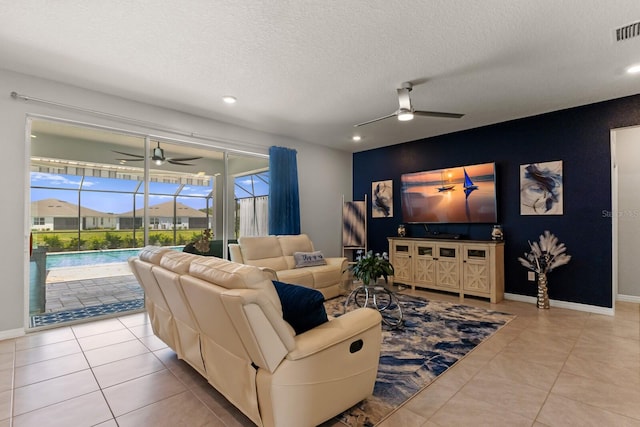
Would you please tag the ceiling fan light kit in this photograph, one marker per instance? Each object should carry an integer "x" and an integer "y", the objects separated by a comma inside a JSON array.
[
  {"x": 157, "y": 157},
  {"x": 405, "y": 115},
  {"x": 406, "y": 111}
]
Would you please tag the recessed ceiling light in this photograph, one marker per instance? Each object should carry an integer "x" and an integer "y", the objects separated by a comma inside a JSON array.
[
  {"x": 634, "y": 69},
  {"x": 405, "y": 115}
]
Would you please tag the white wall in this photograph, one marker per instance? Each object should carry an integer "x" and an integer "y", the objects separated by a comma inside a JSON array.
[
  {"x": 324, "y": 174},
  {"x": 627, "y": 157}
]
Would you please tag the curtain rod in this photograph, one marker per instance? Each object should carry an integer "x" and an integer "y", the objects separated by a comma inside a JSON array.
[{"x": 150, "y": 125}]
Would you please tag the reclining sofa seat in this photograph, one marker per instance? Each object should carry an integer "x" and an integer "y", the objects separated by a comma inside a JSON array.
[
  {"x": 229, "y": 316},
  {"x": 276, "y": 253}
]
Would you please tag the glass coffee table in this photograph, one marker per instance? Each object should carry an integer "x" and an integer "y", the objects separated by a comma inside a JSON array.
[{"x": 379, "y": 297}]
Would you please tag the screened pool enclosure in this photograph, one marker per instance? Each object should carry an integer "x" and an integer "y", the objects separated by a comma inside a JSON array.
[{"x": 99, "y": 190}]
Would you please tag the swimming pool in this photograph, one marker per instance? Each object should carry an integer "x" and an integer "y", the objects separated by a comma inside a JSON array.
[{"x": 78, "y": 259}]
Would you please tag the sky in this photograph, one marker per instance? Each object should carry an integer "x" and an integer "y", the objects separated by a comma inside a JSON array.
[{"x": 115, "y": 195}]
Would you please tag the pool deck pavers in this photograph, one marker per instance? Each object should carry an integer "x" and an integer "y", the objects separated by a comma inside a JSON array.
[{"x": 89, "y": 286}]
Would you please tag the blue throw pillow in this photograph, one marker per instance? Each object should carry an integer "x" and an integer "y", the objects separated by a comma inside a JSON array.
[{"x": 303, "y": 308}]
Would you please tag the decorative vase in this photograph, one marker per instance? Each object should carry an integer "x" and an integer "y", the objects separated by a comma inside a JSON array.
[{"x": 543, "y": 297}]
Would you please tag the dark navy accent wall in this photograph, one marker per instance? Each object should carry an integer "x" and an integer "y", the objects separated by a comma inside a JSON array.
[{"x": 580, "y": 137}]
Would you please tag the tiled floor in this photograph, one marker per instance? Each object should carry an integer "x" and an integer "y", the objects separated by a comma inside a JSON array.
[{"x": 552, "y": 367}]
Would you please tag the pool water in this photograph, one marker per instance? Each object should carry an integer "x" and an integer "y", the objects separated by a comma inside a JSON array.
[{"x": 78, "y": 259}]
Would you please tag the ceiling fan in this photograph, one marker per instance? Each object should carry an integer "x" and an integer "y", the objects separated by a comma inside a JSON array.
[
  {"x": 407, "y": 112},
  {"x": 157, "y": 156}
]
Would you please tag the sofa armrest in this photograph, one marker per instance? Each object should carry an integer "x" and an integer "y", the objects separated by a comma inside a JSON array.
[
  {"x": 335, "y": 331},
  {"x": 271, "y": 272},
  {"x": 235, "y": 253}
]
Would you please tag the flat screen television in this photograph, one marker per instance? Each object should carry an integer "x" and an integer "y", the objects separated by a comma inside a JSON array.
[{"x": 459, "y": 195}]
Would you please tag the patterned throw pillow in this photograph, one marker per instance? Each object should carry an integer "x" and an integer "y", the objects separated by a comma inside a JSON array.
[
  {"x": 308, "y": 259},
  {"x": 303, "y": 308}
]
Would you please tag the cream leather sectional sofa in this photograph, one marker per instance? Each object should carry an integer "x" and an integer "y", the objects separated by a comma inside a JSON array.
[
  {"x": 277, "y": 253},
  {"x": 226, "y": 320}
]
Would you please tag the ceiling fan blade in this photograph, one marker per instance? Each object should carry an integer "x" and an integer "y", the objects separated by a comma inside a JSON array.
[
  {"x": 375, "y": 120},
  {"x": 175, "y": 162},
  {"x": 404, "y": 99},
  {"x": 184, "y": 159},
  {"x": 438, "y": 114},
  {"x": 128, "y": 154}
]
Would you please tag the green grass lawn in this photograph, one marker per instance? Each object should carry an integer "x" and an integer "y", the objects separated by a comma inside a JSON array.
-*-
* TASK BRIEF
Give back the records exactly, minus any pictures.

* RESULT OF THIS EXERCISE
Would you please tag the ceiling fan light kit in this photograph, one marker per instance? Each object should carry an integer "x" and an integer "y", the objects separated by a comma inside a JSON array.
[
  {"x": 157, "y": 157},
  {"x": 405, "y": 115},
  {"x": 406, "y": 111}
]
Would you please tag the recessed ceiling light in this photograph, one marker per instance? Each object should carry an integer "x" and an integer "y", the objects separated by a comma inside a JSON array.
[
  {"x": 634, "y": 69},
  {"x": 405, "y": 115}
]
Would you please tag the white wall in this photograph, one marker per instance? Each object should carry an integer "x" and an integer "y", the objects separated by a comma inside a JSON array.
[
  {"x": 324, "y": 174},
  {"x": 627, "y": 157}
]
Would you please tag the curtain rod in this photograph, one marker per instance? Each object should carry an integer "x" and an integer "y", the objects separated by a comma inside a JSON array.
[{"x": 150, "y": 125}]
Would you please tag the reclining sofa seat in this photograph, one marker per instance? Each object should carry an integer "x" and an integer "y", the objects separated by a comma inside a JSON array.
[
  {"x": 229, "y": 316},
  {"x": 276, "y": 253}
]
Would you please tag the glass coffee table in this photograph, one marker per instance? Each object should carry an integer "x" and an integer "y", the objects separated by a comma inside a JSON array.
[{"x": 379, "y": 297}]
Would you please tag the screened pool enclosure in this photograph, one marker per instance? Each object should carry an integer "x" and an integer "y", the objects separated by a comma inside a JSON array.
[{"x": 99, "y": 190}]
Would you please tag the swimming pool in this photograph, one marker per instance? Each object should carry an integer "x" and an integer "y", the objects separated by a comma inside a JSON array.
[{"x": 78, "y": 259}]
Would you please tag the sky in this photograph, one marker per instance? Each object should carry an integer "x" and an integer "y", the objects separated by a comma inside a JSON array.
[{"x": 115, "y": 195}]
Would you please tag the pool deck pavers in this photograph, one marker per instance? Each object should carry an integer "x" and an integer "y", the objects separated by a comma inside a JSON array.
[{"x": 89, "y": 286}]
Would you please tag the blue throw pillow in this photograph, one marker per instance? Each object should carry an integer "x" and an integer "y", the objects separated by a comma inside a JSON array.
[{"x": 303, "y": 308}]
Would you please tag the decorative vase in this photograph, one marker per instance? Each object should carry an integer "x" and an integer "y", the objects separated by a comma inside a JSON array.
[{"x": 543, "y": 297}]
Would you please tag the dark navy accent wall in this photograph, one marker per instance? Each object should carry an integer "x" and an integer "y", the objects separated by a comma inside a JSON array.
[{"x": 580, "y": 137}]
Would you please tag the tiled floor in this photograph, one marker per instance? Each object should carry an integer "x" and an integer "y", the objects separated by a comma inside a JSON array.
[{"x": 552, "y": 367}]
Would you please tag the pool water in this photograph, one marker per instance? Each object should carry an integer "x" and an integer "y", the objects separated by a comma inside a JSON array.
[{"x": 78, "y": 259}]
Would you please tag the ceiling fan in this photograph, one marker per instance? Each object should carry an integer "x" and an integer "y", the objects separated by a comma inside a JSON array.
[
  {"x": 407, "y": 112},
  {"x": 157, "y": 156}
]
Would you please tag the sofa armrest in this photograph, one marker per instance? Each object should carry an integer "x" and an integer "y", the objects separated by a comma inside a JSON array.
[
  {"x": 335, "y": 331},
  {"x": 271, "y": 272},
  {"x": 235, "y": 253}
]
Would you please tag the flat screen television in this photograph, one marker per instance? Each object should carry an integer "x" and an integer "y", the objects separated by a comma inside a JSON array.
[{"x": 459, "y": 195}]
Would you please tag the patterned throw pillow in this photograph, one marker per instance? Each object should carry an integer "x" and an integer "y", the objects separated by a comma inside a JSON array.
[
  {"x": 308, "y": 259},
  {"x": 303, "y": 308}
]
Would you please tag the cream leather sectional sofa in this photograph, one marker per instance? Each object should carry an integer "x" and an integer "y", the objects separated by a comma inside a JSON array.
[
  {"x": 277, "y": 253},
  {"x": 226, "y": 320}
]
Would you please tag the ceiling fan blade in this photograph, one marker per instance? Each object should carry an integer "x" and an integer "y", the objects separated by a comma inside a JSON array.
[
  {"x": 375, "y": 120},
  {"x": 175, "y": 162},
  {"x": 404, "y": 99},
  {"x": 184, "y": 159},
  {"x": 438, "y": 114},
  {"x": 128, "y": 154}
]
Would you please tag the green grass lawn in this photograph, one marker per instance? Each object should carry an integer "x" and an integer "y", the objects separated by a comma inside a JSON array.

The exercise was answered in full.